Given exercise:
Copy the records below exactly, leaving out every picture.
--- Start of Data ---
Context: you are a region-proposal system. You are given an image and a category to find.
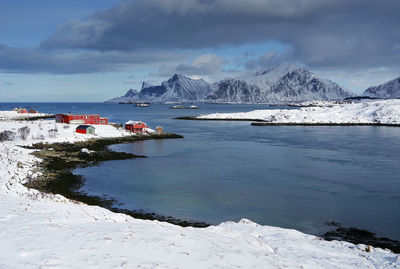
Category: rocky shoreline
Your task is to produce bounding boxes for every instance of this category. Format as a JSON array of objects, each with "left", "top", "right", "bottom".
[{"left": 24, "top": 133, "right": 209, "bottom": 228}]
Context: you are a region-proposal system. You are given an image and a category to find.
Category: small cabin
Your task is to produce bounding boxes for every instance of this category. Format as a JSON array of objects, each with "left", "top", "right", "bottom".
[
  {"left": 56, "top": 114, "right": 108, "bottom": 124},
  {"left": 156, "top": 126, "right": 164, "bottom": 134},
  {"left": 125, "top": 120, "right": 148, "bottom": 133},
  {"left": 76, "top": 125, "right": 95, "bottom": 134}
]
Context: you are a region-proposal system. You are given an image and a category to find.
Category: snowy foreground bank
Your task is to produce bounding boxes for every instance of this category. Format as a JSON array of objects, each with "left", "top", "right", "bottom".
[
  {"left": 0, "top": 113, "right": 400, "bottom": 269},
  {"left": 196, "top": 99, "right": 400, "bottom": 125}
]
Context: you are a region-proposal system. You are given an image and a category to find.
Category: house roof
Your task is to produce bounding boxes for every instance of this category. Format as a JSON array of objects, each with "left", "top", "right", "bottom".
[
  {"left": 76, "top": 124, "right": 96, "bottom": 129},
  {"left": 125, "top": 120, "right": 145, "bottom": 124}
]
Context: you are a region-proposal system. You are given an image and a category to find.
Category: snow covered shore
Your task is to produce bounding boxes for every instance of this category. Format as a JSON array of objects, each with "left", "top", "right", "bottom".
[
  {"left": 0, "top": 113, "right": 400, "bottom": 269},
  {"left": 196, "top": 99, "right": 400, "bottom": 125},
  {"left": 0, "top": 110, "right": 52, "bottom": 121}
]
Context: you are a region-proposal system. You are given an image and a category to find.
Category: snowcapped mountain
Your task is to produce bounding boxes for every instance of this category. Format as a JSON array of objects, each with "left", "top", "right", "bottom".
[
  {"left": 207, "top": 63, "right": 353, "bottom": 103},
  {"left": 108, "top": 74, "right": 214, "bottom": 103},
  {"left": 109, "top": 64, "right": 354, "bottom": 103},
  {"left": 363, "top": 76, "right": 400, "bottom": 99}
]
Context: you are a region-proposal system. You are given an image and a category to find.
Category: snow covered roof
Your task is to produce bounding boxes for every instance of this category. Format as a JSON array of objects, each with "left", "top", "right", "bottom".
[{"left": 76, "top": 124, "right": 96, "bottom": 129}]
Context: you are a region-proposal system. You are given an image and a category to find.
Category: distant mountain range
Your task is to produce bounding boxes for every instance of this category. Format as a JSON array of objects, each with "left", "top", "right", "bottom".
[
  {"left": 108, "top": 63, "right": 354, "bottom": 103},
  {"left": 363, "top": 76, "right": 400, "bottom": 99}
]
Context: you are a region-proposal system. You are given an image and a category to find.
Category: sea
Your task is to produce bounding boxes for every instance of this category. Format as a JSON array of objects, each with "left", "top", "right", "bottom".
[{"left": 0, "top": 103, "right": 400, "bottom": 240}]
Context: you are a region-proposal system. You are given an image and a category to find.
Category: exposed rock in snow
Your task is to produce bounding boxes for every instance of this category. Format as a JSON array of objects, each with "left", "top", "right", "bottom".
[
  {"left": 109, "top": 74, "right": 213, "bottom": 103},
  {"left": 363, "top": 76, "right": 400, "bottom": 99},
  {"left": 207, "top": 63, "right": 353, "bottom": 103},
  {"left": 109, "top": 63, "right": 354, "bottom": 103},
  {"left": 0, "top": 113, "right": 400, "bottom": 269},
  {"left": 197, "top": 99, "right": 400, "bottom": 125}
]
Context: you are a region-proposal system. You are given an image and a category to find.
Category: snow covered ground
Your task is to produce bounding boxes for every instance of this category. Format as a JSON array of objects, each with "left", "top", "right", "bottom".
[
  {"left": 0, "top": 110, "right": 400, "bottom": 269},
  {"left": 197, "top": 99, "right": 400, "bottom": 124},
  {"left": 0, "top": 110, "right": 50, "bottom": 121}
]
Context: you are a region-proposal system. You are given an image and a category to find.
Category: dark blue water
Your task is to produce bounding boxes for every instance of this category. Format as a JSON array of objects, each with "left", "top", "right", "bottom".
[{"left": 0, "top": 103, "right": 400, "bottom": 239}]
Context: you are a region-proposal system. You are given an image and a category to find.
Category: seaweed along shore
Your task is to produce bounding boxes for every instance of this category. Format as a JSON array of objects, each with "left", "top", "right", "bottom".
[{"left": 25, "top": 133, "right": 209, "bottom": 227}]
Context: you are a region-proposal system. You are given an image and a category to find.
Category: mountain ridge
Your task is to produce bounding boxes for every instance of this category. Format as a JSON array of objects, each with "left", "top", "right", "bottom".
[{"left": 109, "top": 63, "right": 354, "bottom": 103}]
--- End of Data ---
Exercise response:
Context: you are a region-proposal system. You are given an image and a category to find.
Category: rocky shoreline
Your task is to produce bounding boxes for every instance of this category. Format as a JSON array of objects, each with "left", "top", "right", "bottom".
[{"left": 24, "top": 133, "right": 209, "bottom": 228}]
Context: you are a region-proposal system. You are given an image and a category to find.
Category: small cabin
Your task is to produce bounding boxes for every instance of this category. Format as a JSON array of objects, each with "left", "top", "right", "bottom".
[
  {"left": 56, "top": 114, "right": 108, "bottom": 124},
  {"left": 156, "top": 126, "right": 164, "bottom": 134},
  {"left": 125, "top": 120, "right": 148, "bottom": 133},
  {"left": 76, "top": 125, "right": 95, "bottom": 134}
]
Context: you are a region-proposal system. You are given an image and a category to find.
Category: snowy foreground bank
Your task is to produce bounding boxes for every instance of this category. Format as a JSON array of objects, each with "left", "top", "right", "bottom".
[
  {"left": 0, "top": 113, "right": 400, "bottom": 269},
  {"left": 196, "top": 99, "right": 400, "bottom": 125}
]
Context: you are a region-proposal system. You are given an image and a category to find.
Category: house roof
Your task is to produce bounding boxes for every instance of this category. Format as a JSON array of objects, each with "left", "top", "right", "bottom".
[
  {"left": 76, "top": 124, "right": 96, "bottom": 129},
  {"left": 125, "top": 120, "right": 145, "bottom": 124}
]
Context: you are a region-proposal system. You are given an image and a category to find.
Category: snow covered shore
Your task is to produce bounding boxes for every instance of this category. Format as a JSON array of objects, each with "left", "top", "right", "bottom".
[
  {"left": 0, "top": 113, "right": 400, "bottom": 269},
  {"left": 196, "top": 99, "right": 400, "bottom": 125},
  {"left": 0, "top": 110, "right": 52, "bottom": 121}
]
Context: you are a region-proposal system. You are given an image and a category to find.
Category: snowcapped mountain
Your task is to produce bounding boxes for every instance of this category. Format as a JSON array of objects, each with "left", "top", "right", "bottom".
[
  {"left": 207, "top": 63, "right": 353, "bottom": 103},
  {"left": 108, "top": 74, "right": 214, "bottom": 103},
  {"left": 109, "top": 64, "right": 354, "bottom": 103},
  {"left": 363, "top": 76, "right": 400, "bottom": 99}
]
Context: you are a region-proposal system. You are given an image and a category to find.
Category: snow covered roof
Your task is to produce bounding boxes for every instance of this category. Format as a JSON array of objects, each with "left", "top", "right", "bottom".
[{"left": 76, "top": 124, "right": 96, "bottom": 129}]
Context: you are a region-proposal system. You are given an image and a category to find.
Category: distant mountain range
Your task is to produce bounding boxes for every instance of this category. Format as a JSON array of objects, each with "left", "top", "right", "bottom".
[
  {"left": 108, "top": 63, "right": 354, "bottom": 103},
  {"left": 363, "top": 76, "right": 400, "bottom": 99}
]
Context: you are a region-proposal system. You are given an image and a category to find.
Category: sea
Your task is to produce bounding boxes for every instance of this category. Format as a JSON array of objects, each with "left", "top", "right", "bottom".
[{"left": 0, "top": 103, "right": 400, "bottom": 240}]
Context: you are a region-proposal system. You are given an image and a category to find.
Category: exposed rock in snow
Your task is to produce bounding boxes for every instance of this category. Format as a JSON array of objects, each with "left", "top", "right", "bottom".
[
  {"left": 109, "top": 74, "right": 213, "bottom": 103},
  {"left": 363, "top": 76, "right": 400, "bottom": 99},
  {"left": 207, "top": 63, "right": 353, "bottom": 103},
  {"left": 109, "top": 63, "right": 354, "bottom": 103},
  {"left": 0, "top": 113, "right": 400, "bottom": 269},
  {"left": 197, "top": 99, "right": 400, "bottom": 125}
]
Context: you are a region-proposal system. You are given an image and a category to find.
Category: snow covered ground
Your task is to produce bounding boxes for every instance of this category. Format as a JSON array of objects, each with "left", "top", "right", "bottom".
[
  {"left": 0, "top": 110, "right": 400, "bottom": 269},
  {"left": 197, "top": 99, "right": 400, "bottom": 124},
  {"left": 0, "top": 110, "right": 50, "bottom": 121}
]
Context: you are a region-proposal system. You are given an image and a category to find.
Category: dark blue water
Your task is to produce bounding boxes for every instance of this category. Format as a JSON array of objects, each with "left", "top", "right", "bottom".
[{"left": 0, "top": 103, "right": 400, "bottom": 239}]
Context: you are a region-proposal system. You are given an image and a category to find.
Category: seaweed along shore
Your task is to produce bounding boxes for every instance of this category. Format as a JSON array of objects, each with "left", "top", "right", "bottom".
[{"left": 25, "top": 133, "right": 209, "bottom": 227}]
Context: you are a region-proposal system. You are given an image and a category to find.
Category: mountain ridge
Your task is to produce bounding boxes for every instance of this category. Format as a JSON array of objects, each with "left", "top", "right", "bottom".
[{"left": 109, "top": 63, "right": 354, "bottom": 103}]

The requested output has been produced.